» **Text**
Of course, I am overall against the seperate write-ups of ability modifiers and abilites for races in general. I much prefer the changes to be cosmetic and cultural. To me the only difference between Gray Elf, High Elf, Wood Elf and Wild Elf should be cultural weaponry and appearance. Only the Drow and Aquatic Elves make sense to deviate in the area of racial abilities and possibly (though i dislike it) ability scores.

-Weylin Stormcrowe


I really dont see the role "let me play a drow" as a smart or even good thing.
Drows are a lot of fun, as the uber-evil, demon allied, mysterious and uber-equipped villans.
A bunch of sissy C&G drows rangers are just toooooooo lame. And they very much limit any group (no elves or dwarves on the group. no adventuring on their land also, or on any civilized land that has heard about the drow. - "what? that psico, slaver, demon-lover elf wanna in on the city? right, feet first and on pieces..."). I even think that the role-playing problems are usually enough to remove the EL.

So, please leave the drow to the MM!


I dont think any races needed to be added to the core book. The core races are fine as is. However, any sapient race should have options for playing them as characters. Allowing them in an actual campaign should be the call of the game master though. Personally, I love the Githyanki as a race and would like to be able to play them if i chose in a campaign.

» **Provided information**
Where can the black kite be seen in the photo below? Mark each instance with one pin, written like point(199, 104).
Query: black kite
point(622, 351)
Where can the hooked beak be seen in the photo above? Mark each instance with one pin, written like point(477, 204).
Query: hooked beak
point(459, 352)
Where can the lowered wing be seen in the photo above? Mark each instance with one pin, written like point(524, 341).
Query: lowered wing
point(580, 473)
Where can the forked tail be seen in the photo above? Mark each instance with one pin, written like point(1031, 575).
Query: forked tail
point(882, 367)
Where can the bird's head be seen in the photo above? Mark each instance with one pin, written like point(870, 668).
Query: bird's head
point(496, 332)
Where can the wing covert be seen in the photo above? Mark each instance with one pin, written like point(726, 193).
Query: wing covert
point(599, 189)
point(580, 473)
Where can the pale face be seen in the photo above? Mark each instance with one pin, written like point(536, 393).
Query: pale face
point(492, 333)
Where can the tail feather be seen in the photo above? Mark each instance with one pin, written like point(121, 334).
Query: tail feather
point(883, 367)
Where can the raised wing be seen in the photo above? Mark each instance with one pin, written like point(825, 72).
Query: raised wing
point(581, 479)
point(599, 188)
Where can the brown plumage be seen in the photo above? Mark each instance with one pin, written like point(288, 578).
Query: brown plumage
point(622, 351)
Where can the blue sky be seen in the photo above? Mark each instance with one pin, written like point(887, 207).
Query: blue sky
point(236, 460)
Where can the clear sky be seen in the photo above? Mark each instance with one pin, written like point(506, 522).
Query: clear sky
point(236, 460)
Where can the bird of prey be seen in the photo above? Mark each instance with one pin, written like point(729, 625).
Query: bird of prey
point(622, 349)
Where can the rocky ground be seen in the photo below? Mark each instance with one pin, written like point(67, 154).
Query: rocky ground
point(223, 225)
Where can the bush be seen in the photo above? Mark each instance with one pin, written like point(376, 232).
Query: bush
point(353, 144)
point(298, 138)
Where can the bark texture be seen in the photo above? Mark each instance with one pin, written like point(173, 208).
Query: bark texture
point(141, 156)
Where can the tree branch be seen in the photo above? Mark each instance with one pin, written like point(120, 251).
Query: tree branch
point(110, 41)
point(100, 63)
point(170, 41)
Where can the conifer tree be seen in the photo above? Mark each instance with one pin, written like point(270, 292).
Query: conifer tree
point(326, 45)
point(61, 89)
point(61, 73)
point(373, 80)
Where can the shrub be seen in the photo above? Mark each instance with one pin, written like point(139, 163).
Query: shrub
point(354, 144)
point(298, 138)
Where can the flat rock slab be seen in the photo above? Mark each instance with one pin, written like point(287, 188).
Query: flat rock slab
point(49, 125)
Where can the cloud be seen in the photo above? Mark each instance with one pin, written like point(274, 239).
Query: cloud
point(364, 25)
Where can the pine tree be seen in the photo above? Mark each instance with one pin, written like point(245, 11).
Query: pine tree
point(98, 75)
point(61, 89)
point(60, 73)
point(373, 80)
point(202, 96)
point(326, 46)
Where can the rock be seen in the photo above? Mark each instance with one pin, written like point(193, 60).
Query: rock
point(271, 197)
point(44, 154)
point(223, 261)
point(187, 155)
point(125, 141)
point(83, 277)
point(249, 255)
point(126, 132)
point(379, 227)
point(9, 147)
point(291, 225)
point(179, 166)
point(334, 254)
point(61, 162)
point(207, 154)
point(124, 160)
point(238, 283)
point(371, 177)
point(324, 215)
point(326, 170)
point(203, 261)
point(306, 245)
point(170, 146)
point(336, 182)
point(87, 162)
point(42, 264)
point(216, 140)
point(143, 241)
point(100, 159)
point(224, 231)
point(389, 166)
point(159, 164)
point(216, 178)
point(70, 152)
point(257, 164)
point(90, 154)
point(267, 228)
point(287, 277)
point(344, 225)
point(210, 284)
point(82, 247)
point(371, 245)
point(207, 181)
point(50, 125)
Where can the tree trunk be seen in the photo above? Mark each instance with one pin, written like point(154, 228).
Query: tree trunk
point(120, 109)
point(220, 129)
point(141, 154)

» **Job A**
Reproduce the passage of the discussion on playable races verbatim, starting at the words "-Weylin Stormcrowe" and ending after "drow to the MM!".
» **Job B**
Write what comes next in the discussion on playable races, picking up after its final sentence.

» **Written response A**
-Weylin Stormcrowe


I really dont see the role "let me play a drow" as a smart or even good thing.
Drows are a lot of fun, as the uber-evil, demon allied, mysterious and uber-equipped villans.
A bunch of sissy C&G drows rangers are just toooooooo lame. And they very much limit any group (no elves or dwarves on the group. no adventuring on their land also, or on any civilized land that has heard about the drow. - "what? that psico, slaver, demon-lover elf wanna in on the city? right, feet first and on pieces..."). I even think that the role-playing problems are usually enough to remove the EL.

So, please leave the drow to the MM!

» **Written response B**
Something to keep in mind regardig races such as the Githyanki and Drow is that in many settings the average person has no clue what one is. There are many races that are common knowledge to adventurers that the average citizen has never seen or even heard of usually. A commoner could see a Kyton and have no clue that the thing was actually a devil, let alone know it was an outsider at all.

-Weylin Stormcrowe


I think there are already so many races that non of them is anything special anymore.
The more you add the less interesting get all the others.

And BTW: I think making Drow playable was one of the most idiotic ideas ever! (Except(!) for an evil-alignend underdark campaign) My POV.
And I still don't know why all underdark races really NEED all those special abilities?
Drow are evil Elves crazy about magic? Ok. Make a cool fluff background about their society and give them some small(!) bonuses about magic (including favored class: Wizard), and done.

They should be "cool" because of their background not there tons of powerful special abilities!

As I said, my POV.

Liberty's Edge

Keldarth wrote:

Sincerely, I'm a bit tired of the tides of drizzt clones and good-hearted rebel drow outcasts who must find a way to fit in the surface...

It's fun once, maybe twice, but it grows old quickly enough... Good-aligned drow should be almost as rare as good-aligned demons, and as such I have problems seeing them as a player character race (much less core: core races should have ECL 0, as has been said before).

I'm not against the ocasional drow PC (or kobold, or lizardfolk) but IMHO they should be treated as exceptions, as truly unique individuals.

I don't even have drow as evil creatures by default in my homebrew world. They're just different-looking, powerful elves that live in the deep jungle. The old evil denizens of the underdark trope has been battered so much it's leaking like a sieve.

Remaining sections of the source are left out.